British officialdom is bad enough, but Indian far worse by several orders of magnitude !

I have lost grip here, we left him in Ambala instructing on TMs. Now he's got L5s. Dates and moves, please (if poss). Where are we ?
...Eventually someone twigged that the thirty three L'5s on the airfield matched the thirty pilots...
High Authority does sometimes have these Damascene moments - as when AHQ Delhi suddenly realised that they had a bunch of Vengeance doing nothing with next door another bunch of pilots ditto - and Lo - the light struck !
... We managed to scrounge help and tools and put the aircraft together ourselves. There were no maintenance manuals...
Worse case than ours ! At least ours had pukka RAF mechs for the jigsaw, the pilots would never have got one together ("Needs simple home assembly ?")
...no pilots notes. I took the first one up for about twenty minutes and loved it...
After you'd assembled it yourself ? You are a brave man, Sir !
...As we finished a navigator arrived and announced that he was to lead us on the next step of our journey but could not tell us where we were going...
Possible Indian politeness - he didn't know himself, but didn't want to upset you !

◆ Stated task a ◆
Convert the rows from the line containing "You are given a photograph. Locate the green lawn" through the last line of the rows, both ends inclusive, into a JSON list of strings with one string per line and blank lines omitted.
The excerpt and the rows come from unrelated sources.

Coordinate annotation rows

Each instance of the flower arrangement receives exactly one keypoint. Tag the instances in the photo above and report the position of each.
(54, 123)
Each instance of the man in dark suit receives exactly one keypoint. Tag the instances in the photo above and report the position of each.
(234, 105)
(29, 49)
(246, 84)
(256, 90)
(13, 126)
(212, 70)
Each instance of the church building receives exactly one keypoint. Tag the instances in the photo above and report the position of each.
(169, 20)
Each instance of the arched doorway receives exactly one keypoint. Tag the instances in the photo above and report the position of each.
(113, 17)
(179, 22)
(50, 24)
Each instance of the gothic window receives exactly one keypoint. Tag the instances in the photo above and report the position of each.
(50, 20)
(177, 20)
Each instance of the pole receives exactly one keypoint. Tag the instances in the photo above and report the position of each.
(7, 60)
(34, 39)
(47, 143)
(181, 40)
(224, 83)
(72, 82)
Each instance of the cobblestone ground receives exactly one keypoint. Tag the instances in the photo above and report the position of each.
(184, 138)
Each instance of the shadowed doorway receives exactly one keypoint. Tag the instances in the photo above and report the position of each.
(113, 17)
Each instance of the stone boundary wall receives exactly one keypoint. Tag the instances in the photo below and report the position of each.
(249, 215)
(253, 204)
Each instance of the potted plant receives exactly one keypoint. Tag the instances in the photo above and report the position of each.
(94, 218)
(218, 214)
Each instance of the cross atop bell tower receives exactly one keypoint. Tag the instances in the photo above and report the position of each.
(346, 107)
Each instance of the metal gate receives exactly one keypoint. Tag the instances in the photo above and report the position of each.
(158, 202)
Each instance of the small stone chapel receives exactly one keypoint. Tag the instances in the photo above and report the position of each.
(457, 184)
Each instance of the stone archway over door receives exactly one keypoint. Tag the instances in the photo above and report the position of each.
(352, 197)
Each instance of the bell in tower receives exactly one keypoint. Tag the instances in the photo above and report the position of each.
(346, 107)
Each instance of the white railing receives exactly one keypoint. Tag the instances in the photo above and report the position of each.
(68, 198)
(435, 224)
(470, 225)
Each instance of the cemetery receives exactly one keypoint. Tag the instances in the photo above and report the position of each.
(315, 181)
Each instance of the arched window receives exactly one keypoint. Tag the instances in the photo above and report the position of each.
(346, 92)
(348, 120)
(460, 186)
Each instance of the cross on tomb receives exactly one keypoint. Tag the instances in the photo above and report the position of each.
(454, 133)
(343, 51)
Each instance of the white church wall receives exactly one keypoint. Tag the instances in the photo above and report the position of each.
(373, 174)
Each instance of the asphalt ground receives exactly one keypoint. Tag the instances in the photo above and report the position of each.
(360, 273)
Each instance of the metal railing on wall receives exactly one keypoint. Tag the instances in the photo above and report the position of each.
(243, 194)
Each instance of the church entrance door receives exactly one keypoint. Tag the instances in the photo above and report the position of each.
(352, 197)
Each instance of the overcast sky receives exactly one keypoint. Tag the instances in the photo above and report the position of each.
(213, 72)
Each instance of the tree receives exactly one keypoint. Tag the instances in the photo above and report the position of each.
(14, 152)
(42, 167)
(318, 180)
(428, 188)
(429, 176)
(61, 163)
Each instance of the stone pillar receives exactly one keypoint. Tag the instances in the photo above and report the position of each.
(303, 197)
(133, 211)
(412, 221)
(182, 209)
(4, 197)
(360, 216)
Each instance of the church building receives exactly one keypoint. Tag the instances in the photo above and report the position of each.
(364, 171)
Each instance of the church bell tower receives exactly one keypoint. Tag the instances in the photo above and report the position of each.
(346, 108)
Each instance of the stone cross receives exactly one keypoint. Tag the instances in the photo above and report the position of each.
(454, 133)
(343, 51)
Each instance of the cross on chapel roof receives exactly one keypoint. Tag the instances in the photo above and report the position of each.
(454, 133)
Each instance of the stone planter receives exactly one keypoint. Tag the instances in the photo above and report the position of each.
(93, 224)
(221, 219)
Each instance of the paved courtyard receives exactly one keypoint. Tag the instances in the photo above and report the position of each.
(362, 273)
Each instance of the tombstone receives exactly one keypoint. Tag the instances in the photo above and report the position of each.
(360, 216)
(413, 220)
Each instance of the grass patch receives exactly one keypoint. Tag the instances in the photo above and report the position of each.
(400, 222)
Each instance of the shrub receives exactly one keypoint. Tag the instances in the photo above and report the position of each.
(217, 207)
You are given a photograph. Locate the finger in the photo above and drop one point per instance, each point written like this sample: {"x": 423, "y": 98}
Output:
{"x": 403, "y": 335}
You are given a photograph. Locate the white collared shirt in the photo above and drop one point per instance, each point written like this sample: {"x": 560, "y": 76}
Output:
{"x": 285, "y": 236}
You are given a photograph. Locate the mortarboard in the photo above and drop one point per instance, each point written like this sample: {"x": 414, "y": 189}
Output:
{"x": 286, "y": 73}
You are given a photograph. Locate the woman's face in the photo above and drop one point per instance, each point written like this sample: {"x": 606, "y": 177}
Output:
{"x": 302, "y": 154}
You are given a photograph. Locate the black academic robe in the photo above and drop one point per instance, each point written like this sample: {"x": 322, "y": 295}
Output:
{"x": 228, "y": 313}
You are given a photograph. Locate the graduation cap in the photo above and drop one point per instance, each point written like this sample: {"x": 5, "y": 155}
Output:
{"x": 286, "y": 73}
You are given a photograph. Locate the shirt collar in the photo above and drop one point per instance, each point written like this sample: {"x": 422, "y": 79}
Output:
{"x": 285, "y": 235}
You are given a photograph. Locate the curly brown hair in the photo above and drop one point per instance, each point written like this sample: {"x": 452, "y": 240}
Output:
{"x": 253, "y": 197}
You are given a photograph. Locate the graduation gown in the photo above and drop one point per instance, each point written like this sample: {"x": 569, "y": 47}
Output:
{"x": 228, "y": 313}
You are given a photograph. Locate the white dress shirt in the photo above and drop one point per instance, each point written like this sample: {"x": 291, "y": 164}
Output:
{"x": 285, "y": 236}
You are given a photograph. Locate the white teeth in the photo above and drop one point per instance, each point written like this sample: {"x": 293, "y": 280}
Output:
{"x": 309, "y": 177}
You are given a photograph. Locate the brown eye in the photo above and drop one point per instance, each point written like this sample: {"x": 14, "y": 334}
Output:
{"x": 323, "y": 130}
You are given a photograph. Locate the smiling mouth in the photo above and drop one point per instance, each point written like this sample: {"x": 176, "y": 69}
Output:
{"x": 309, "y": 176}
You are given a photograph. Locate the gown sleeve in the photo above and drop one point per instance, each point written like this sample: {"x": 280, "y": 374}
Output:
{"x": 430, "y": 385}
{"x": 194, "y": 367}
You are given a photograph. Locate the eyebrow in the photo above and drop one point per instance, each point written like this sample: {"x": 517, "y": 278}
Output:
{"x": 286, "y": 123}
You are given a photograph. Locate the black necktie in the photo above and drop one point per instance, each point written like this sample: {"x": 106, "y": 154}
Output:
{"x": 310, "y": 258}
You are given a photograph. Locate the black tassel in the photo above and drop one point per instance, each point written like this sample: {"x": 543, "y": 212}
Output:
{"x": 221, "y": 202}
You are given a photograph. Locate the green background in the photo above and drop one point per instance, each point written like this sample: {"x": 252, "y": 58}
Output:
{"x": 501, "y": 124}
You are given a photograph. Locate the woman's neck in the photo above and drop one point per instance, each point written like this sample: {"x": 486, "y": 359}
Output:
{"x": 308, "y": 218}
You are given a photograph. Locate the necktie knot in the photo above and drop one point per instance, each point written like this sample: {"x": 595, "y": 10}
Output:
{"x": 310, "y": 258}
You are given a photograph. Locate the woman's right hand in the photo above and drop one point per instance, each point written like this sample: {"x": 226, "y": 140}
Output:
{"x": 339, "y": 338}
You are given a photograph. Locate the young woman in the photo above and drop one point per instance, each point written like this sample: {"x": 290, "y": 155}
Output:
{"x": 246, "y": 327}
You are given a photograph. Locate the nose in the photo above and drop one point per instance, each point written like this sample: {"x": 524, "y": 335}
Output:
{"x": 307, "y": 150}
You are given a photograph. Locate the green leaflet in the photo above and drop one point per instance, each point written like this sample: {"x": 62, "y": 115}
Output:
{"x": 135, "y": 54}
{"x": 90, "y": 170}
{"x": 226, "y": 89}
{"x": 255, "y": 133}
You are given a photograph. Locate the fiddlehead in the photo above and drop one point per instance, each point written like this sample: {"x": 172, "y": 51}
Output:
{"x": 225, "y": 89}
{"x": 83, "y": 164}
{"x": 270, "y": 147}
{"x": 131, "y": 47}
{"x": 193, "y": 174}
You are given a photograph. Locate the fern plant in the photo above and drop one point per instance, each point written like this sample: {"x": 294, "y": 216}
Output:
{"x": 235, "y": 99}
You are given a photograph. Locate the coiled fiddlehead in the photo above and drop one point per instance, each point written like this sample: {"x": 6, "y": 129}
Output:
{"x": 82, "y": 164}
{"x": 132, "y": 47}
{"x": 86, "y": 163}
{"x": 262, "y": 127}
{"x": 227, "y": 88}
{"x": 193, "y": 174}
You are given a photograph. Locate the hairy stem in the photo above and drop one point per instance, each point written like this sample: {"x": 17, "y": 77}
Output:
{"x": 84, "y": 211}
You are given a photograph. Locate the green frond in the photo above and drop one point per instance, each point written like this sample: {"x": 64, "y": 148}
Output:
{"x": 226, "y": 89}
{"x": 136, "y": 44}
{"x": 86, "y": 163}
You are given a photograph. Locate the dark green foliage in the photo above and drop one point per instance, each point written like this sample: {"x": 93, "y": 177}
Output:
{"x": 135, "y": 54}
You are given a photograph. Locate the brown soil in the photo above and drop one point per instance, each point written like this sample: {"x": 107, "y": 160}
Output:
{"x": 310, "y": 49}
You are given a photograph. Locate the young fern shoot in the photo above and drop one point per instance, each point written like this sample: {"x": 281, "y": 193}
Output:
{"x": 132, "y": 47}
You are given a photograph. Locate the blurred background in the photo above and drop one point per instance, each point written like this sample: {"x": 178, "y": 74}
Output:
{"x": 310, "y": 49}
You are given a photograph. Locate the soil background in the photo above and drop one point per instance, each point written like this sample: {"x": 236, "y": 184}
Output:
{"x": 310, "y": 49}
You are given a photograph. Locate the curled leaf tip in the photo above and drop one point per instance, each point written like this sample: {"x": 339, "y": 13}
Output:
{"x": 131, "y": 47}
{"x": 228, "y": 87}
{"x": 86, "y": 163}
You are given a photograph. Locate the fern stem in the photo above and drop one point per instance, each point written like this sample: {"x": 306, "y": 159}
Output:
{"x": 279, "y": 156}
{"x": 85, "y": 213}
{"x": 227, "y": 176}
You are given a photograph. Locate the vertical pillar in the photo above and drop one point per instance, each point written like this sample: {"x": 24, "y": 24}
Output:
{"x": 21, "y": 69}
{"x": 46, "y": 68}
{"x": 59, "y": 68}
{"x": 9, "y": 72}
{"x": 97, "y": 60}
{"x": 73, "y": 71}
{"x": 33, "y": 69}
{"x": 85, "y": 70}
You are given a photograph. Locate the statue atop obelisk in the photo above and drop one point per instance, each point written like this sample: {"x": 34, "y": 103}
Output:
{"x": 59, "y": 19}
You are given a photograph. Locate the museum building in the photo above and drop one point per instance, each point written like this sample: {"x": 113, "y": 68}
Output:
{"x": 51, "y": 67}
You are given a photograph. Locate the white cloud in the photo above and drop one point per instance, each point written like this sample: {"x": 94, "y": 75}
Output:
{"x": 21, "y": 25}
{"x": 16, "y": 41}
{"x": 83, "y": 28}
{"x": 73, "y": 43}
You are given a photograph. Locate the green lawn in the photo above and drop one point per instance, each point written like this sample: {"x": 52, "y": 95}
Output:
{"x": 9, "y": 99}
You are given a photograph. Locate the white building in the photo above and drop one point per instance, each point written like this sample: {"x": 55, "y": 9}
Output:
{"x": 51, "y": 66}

◆ Stated task b ◆
List every aircraft type named in the excerpt.

◆ Problem solution a ◆
[
  "You are given a photograph. Locate the green lawn in the photo above and drop one point per instance, each point written like this sample: {\"x\": 52, \"y\": 95}",
  "Output:",
  "{\"x\": 9, \"y\": 99}",
  "You are given a photograph. Locate the white building in the photo above and drop one point per instance, each point written like this sample: {\"x\": 55, \"y\": 9}",
  "Output:",
  "{\"x\": 51, \"y\": 66}"
]

◆ Problem solution b ◆
TMs
L5s (also written L'5s)
Vengeance